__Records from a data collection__
* * *

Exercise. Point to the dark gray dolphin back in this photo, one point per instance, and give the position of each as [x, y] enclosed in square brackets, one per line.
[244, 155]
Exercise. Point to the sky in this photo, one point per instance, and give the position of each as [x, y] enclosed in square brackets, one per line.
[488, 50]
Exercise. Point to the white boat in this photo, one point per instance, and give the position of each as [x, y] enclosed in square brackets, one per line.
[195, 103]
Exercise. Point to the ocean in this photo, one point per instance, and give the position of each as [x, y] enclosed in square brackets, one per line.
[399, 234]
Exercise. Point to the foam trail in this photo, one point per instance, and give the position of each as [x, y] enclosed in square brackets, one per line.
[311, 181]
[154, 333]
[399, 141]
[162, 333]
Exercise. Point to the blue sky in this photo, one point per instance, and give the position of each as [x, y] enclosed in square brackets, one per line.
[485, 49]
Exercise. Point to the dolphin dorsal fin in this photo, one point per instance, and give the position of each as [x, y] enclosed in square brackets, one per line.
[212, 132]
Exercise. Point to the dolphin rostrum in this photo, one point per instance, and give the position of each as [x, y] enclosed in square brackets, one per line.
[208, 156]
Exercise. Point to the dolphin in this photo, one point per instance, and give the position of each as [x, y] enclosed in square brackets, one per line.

* * *

__Given request__
Copy out all of the material above line for line, with no changes.

__Exercise output__
Exercise. Point to the dark gray dolphin back in this photo, one point per instance, and give the position of each as [x, y] enclosed in square brackets, one per line.
[244, 155]
Exercise. Point to the sky in this photo, one point per instance, and give the position of each as [x, y] enclosed in square brackets, one per line.
[488, 50]
Exercise. Point to the white boat in this photo, one point per instance, and give the position of each as [x, y] enclosed in square brackets, one per line.
[195, 103]
Exercise. Point to the ocean in this photo, one point per instance, and give the position of each as [x, y] enclosed in square brackets, one per line.
[399, 234]
Exercise. Point to the foam trail in this photo, one point per instance, and give the position of each as [x, y] enclosed in square brackets, one per line.
[311, 181]
[154, 333]
[399, 141]
[162, 333]
Exercise. Point to the blue sky in this photo, one point per instance, and give the position of each as [x, y] enclosed in square brackets, one per line.
[485, 49]
Exercise. Point to the dolphin dorsal fin in this photo, one point per instance, and give the position of each as [x, y] enclosed in square brackets, one per line.
[212, 132]
Exercise. Point to the dolphin rostrum in this photo, one point per instance, and give the position of each as [x, y] enclosed in square brackets, one per line.
[208, 156]
Exercise. Point to the dolphin in this photo, one point per instance, and give the position of each as [x, y] enclosed in square brackets, one per line.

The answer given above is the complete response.